Work request
Give an exact copy of the line that has "Where can the yellow" and of every line below it, through the last, with nothing else.

%%

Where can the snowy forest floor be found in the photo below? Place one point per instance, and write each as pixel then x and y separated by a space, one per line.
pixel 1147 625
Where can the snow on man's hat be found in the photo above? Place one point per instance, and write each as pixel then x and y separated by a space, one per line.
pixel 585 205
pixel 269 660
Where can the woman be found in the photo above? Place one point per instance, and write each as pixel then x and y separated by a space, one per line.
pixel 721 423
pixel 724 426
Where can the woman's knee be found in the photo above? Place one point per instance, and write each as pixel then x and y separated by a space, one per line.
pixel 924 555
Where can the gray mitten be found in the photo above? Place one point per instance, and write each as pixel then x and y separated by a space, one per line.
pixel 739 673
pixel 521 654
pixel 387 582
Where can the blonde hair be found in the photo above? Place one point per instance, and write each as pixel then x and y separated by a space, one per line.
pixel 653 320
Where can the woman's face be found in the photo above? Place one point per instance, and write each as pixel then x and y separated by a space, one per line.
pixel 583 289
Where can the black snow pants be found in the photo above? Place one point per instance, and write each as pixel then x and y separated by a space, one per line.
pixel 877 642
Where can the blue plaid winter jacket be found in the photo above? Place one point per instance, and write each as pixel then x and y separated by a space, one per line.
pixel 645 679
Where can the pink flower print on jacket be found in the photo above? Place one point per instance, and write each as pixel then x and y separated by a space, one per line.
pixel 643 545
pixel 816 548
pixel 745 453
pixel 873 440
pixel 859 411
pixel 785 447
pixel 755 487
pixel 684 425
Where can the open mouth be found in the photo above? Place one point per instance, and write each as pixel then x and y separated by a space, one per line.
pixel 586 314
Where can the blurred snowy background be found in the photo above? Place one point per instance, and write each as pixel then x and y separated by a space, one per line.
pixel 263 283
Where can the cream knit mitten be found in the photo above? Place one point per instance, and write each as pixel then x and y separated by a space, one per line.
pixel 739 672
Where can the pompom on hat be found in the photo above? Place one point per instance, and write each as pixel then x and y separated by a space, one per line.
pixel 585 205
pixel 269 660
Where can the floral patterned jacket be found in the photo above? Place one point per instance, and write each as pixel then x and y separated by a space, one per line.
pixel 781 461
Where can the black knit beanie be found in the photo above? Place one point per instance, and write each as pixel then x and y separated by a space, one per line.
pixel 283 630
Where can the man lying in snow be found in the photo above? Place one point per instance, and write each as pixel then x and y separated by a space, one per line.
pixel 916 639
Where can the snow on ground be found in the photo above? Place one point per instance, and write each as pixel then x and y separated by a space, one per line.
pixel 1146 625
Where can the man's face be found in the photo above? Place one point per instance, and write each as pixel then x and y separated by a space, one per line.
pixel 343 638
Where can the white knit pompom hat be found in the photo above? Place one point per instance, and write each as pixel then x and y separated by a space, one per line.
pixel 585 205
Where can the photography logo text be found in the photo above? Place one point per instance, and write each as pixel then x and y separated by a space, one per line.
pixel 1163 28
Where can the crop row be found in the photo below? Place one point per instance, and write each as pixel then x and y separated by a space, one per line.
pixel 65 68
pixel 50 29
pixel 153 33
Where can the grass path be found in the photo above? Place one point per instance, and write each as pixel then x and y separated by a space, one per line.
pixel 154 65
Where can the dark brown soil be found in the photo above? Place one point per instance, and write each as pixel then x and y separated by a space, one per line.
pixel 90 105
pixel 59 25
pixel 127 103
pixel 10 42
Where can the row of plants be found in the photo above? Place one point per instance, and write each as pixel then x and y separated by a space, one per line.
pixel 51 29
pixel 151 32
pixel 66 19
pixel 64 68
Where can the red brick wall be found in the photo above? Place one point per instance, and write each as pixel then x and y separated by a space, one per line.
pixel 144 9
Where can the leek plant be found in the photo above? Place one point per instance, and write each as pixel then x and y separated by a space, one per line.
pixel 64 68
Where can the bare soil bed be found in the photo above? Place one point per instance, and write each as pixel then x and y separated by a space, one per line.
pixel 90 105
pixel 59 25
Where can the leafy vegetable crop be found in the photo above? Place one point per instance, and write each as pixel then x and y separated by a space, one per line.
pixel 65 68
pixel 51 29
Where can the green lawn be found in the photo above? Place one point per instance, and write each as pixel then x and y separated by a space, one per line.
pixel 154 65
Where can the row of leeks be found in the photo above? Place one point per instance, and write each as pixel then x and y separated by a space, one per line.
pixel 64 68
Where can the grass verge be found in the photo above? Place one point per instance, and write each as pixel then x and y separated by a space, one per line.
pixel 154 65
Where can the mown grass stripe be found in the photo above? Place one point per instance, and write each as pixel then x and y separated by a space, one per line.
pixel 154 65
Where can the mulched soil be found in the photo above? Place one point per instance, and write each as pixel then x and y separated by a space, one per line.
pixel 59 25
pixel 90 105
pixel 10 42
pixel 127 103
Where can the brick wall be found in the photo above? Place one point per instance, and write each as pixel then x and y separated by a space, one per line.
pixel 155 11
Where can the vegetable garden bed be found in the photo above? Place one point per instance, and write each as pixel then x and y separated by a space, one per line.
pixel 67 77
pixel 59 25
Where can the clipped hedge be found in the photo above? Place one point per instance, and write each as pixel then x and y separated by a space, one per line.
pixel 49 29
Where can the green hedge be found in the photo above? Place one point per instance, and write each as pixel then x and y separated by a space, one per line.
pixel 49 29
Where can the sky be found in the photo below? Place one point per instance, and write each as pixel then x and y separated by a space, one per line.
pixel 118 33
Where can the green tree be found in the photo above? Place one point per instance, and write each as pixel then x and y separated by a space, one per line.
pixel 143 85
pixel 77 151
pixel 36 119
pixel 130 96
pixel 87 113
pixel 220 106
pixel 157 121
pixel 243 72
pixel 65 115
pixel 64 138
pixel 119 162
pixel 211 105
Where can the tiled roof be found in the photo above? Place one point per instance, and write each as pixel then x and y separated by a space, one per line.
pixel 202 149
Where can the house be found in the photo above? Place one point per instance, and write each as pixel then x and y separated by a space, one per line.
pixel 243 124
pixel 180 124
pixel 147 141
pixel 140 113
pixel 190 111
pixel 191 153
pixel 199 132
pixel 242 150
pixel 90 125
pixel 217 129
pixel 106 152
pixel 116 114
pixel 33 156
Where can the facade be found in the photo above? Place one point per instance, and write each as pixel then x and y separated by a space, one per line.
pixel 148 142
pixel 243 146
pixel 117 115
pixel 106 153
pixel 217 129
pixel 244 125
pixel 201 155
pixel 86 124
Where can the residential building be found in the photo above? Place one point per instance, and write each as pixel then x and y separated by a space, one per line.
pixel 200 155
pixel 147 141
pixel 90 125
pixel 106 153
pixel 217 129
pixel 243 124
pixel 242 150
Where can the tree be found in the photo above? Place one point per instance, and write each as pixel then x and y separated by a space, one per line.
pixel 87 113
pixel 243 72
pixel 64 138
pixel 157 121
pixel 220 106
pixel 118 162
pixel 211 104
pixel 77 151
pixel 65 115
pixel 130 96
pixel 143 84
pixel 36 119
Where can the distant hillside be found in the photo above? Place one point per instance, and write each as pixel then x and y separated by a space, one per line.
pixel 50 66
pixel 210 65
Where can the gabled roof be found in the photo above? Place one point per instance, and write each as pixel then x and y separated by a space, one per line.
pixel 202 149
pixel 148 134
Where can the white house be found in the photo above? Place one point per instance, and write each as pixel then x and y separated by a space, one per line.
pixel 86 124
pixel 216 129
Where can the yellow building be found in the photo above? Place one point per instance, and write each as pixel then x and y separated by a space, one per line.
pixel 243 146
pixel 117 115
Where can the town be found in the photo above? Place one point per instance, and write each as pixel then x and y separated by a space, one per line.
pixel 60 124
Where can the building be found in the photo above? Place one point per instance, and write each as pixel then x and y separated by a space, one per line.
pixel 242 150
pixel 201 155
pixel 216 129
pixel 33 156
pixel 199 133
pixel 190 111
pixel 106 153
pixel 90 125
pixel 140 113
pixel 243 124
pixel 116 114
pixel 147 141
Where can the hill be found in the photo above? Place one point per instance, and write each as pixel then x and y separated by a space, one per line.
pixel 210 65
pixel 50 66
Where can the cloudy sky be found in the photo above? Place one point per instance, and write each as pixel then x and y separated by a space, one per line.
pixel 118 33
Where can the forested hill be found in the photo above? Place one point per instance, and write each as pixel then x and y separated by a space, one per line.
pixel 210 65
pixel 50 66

%%

Response box
Where can the yellow building be found in the photo above? Place one point per instance, and write each as pixel then x and y separated by a space, one per line.
pixel 243 146
pixel 117 115
Where can the town be found in the photo above? Place one point per instance, and write each as pixel then x and y separated by a space, one per line.
pixel 60 124
Where can the building be found in the photo above? Place one point per instance, and write each as pixel then x and y separated by a space, one per line.
pixel 242 150
pixel 201 155
pixel 216 129
pixel 33 156
pixel 199 133
pixel 190 111
pixel 106 153
pixel 90 125
pixel 140 113
pixel 243 124
pixel 116 114
pixel 147 141
Where can the hill be found in the photo above? Place one point per instance, and write each as pixel then x and y separated by a space, one per line.
pixel 210 65
pixel 50 66
Where can the cloudy sky be found in the photo above? Place one point per instance, and write each as pixel then x and y separated by a space, one per line.
pixel 118 33
Where can the forested hill be found in the photo above? Place one point per instance, and write each as pixel then x and y separated by a space, one per line.
pixel 210 65
pixel 50 66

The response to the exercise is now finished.